Saved records:
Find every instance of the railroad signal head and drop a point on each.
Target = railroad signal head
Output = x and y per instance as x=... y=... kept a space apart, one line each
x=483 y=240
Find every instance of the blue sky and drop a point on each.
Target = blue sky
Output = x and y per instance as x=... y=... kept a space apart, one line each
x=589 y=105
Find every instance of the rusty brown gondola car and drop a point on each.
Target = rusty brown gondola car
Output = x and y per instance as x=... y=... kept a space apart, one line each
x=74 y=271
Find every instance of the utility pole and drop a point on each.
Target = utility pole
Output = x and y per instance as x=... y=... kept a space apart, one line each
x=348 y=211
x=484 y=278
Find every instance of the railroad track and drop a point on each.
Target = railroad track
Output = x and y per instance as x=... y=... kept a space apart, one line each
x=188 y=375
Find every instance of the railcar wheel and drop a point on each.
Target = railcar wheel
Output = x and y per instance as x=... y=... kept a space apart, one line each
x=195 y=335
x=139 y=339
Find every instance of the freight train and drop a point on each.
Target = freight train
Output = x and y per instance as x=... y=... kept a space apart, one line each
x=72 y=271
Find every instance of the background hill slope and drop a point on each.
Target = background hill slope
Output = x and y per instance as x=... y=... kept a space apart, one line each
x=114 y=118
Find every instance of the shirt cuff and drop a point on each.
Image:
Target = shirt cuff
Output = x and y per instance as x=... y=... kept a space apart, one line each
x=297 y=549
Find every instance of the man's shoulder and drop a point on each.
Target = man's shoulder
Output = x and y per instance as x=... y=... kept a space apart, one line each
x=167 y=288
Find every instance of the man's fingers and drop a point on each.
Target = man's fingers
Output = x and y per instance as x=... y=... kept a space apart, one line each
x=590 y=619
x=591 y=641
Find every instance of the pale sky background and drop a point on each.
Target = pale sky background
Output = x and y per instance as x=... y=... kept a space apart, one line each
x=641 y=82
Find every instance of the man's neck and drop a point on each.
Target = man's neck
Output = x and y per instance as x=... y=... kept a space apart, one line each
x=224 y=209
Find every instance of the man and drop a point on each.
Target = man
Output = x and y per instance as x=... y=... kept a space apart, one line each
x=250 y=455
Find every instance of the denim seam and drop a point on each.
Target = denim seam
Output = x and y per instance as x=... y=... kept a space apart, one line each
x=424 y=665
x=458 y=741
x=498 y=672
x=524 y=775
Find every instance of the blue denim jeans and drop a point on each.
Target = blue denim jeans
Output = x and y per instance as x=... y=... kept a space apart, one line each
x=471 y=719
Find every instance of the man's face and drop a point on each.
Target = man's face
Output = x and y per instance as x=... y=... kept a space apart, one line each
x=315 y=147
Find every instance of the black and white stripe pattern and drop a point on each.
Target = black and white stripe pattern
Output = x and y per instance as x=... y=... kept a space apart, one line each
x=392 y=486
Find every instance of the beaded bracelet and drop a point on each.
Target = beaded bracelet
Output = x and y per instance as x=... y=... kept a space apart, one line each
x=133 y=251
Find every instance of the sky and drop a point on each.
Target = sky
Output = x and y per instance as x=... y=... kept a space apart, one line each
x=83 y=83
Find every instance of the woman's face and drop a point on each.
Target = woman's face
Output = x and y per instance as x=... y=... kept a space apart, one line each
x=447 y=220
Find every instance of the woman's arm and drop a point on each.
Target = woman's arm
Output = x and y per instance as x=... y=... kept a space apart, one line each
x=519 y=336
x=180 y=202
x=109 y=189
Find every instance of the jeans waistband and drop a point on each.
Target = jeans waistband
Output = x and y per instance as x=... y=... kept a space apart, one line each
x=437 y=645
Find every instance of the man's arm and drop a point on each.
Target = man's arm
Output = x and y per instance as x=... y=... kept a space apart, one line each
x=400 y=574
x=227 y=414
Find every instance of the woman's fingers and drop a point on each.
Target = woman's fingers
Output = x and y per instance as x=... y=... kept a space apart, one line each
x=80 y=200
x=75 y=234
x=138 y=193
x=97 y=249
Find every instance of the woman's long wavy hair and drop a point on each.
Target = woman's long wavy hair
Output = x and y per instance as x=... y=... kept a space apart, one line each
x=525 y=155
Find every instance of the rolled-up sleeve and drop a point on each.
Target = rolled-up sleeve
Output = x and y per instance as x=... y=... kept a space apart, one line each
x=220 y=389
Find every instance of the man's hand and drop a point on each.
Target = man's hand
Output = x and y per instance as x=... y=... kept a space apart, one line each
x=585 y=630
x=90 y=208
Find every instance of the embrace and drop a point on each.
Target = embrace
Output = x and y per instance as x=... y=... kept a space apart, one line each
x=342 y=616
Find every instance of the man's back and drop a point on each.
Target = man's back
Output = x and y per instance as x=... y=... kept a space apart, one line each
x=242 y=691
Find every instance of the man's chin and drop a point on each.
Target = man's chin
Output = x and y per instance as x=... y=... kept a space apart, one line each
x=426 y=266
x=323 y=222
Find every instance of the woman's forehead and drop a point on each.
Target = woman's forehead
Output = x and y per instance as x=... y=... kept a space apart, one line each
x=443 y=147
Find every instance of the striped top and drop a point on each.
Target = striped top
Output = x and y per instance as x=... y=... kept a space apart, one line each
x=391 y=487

Directions for this task> Copy all of the items above word for word, keeping every line as it is.

Written response>
Find every instance of the railroad signal head and drop a point on each.
Target = railroad signal head
Output = x and y per instance as x=... y=... kept a space apart, one line each
x=483 y=240
Find every instance of the blue sky and drop a point on each.
Target = blue sky
Output = x and y per instance as x=... y=... kept a space apart, one line each
x=589 y=105
Find every instance of the rusty brown gondola car and drop a point on each.
Target = rusty brown gondola car
Output = x and y per instance as x=... y=... kept a space apart, one line each
x=74 y=271
Find every instance of the utility pole and drop a point on each.
Target = utility pole
Output = x and y per instance as x=... y=... kept a space apart, one line each
x=348 y=211
x=484 y=278
Find every instance of the railroad track and drop a point on each.
Target = railroad track
Output = x and y per instance as x=... y=... kept a space apart, one line each
x=188 y=375
Find every instance of the railcar wheel and drop a point on each.
Target = railcar wheel
Output = x and y per instance as x=... y=... kept a space apart, one line each
x=195 y=335
x=139 y=339
Find every instance of the freight train and drop a point on each.
Target = freight train
Output = x and y per instance as x=... y=... kept a space apart, one line each
x=72 y=271
Find every instance of the background hill slope and drop a point on each.
Target = background hill slope
Output = x and y per instance as x=... y=... kept a space apart, one line each
x=114 y=118
Find every instance of the shirt cuff and drop a point on each.
Image:
Target = shirt cuff
Output = x and y per instance as x=... y=... kept a space apart, one line each
x=297 y=549
Find every instance of the man's shoulder and drop a point on each.
Target = man's shoulder
Output = x and y per instance as x=... y=... kept a space apart, one line each
x=167 y=288
Find every instance of the man's fingers and drop a point on each.
Target = man's fingers
Output = x and y per instance as x=... y=... kept a space apart, one line each
x=590 y=619
x=591 y=641
Find every instance of the pale sky background and drop a point on each.
Target = pale sky background
Output = x and y per instance as x=... y=... kept a space apart, one line each
x=641 y=82
Find every instance of the man's neck and drop a point on each.
Target = man's neck
Output = x and y per instance as x=... y=... kept a space apart, one line each
x=224 y=209
Find every instance of the man and drop a point on each.
Target = man
Output = x and y per instance as x=... y=... kept a space apart, one line each
x=250 y=455
Find every instance of the denim seam and drop a point on each.
Target = denim seam
Output = x and y per instance as x=... y=... kept a space apart, one line each
x=424 y=665
x=458 y=741
x=498 y=672
x=524 y=775
Find every instance of the blue denim jeans and drop a point on each.
Target = blue denim jeans
Output = x and y per instance as x=... y=... kept a space apart, one line each
x=471 y=719
Find every instance of the man's face and drop a point on each.
Target = man's face
Output = x and y per instance as x=... y=... kept a space apart, one line each
x=315 y=147
Find every instance of the black and white stripe pattern and drop a point on each.
Target = black and white stripe pattern
Output = x and y per instance as x=... y=... kept a space apart, one line each
x=392 y=486
Find every instance of the beaded bracelet and drop a point on each.
Target = beaded bracelet
Output = x and y per instance as x=... y=... kept a space apart, one line each
x=133 y=251
Find every instance of the sky and drop a point on each.
Target = sky
Output = x and y per instance as x=... y=... kept a space apart, one line each
x=83 y=83
Find every instance of the woman's face and drop a point on each.
Target = woman's face
Output = x and y per instance as x=... y=... kept a space apart, one line each
x=447 y=220
Find every instance of the woman's arm and drop a point on each.
Target = woman's arm
Output = x and y per instance as x=... y=... kept a space apart, one line each
x=519 y=336
x=180 y=202
x=109 y=189
Find every instance of the jeans waistband and drop a point on each.
Target = jeans waistband
Output = x and y per instance as x=... y=... kept a space apart, one line each
x=437 y=645
Find every instance of the man's arm and drop a point on each.
Target = man's arm
Output = x and y per instance as x=... y=... kept a space apart, one line each
x=400 y=574
x=227 y=414
Find every instance of the woman's fingers and drop a point on each.
Target = woman's fingers
Output = x and y per instance as x=... y=... kept a space apart, one line each
x=80 y=200
x=75 y=234
x=138 y=193
x=97 y=249
Find every instance of the woman's long wavy hair and drop a point on each.
Target = woman's long wavy hair
Output = x and y per instance as x=... y=... kept a space apart, one line each
x=525 y=155
Find every instance of the rolled-up sleeve and drop a point on each.
Target = rolled-up sleeve
Output = x and y per instance as x=... y=... kept a space apart, one line each
x=220 y=389
Find every instance of the man's hand and drop a point on each.
Target = man's hand
Output = x and y per instance as x=... y=... kept a space apart, one line each
x=585 y=630
x=90 y=208
Find every instance of the embrace and drop a point on each.
Target = embrace
Output = x and y per instance as x=... y=... kept a space apart, one line each
x=342 y=616
Find every instance of the man's back and drop a point on each.
Target = man's back
Output = x and y per instance as x=... y=... kept a space apart, one line each
x=242 y=691
Find every instance of the man's chin and drop a point on each.
Target = man's chin
Output = x and y per instance as x=... y=... kept a space apart, one line each
x=426 y=266
x=323 y=222
Find every instance of the woman's forehead and drop a point on each.
Target = woman's forehead
Output = x and y per instance as x=... y=... kept a space apart, one line each
x=443 y=147
Find every instance of the striped top and drop a point on each.
Target = striped top
Output = x and y per instance as x=... y=... kept a space apart, one line each
x=391 y=487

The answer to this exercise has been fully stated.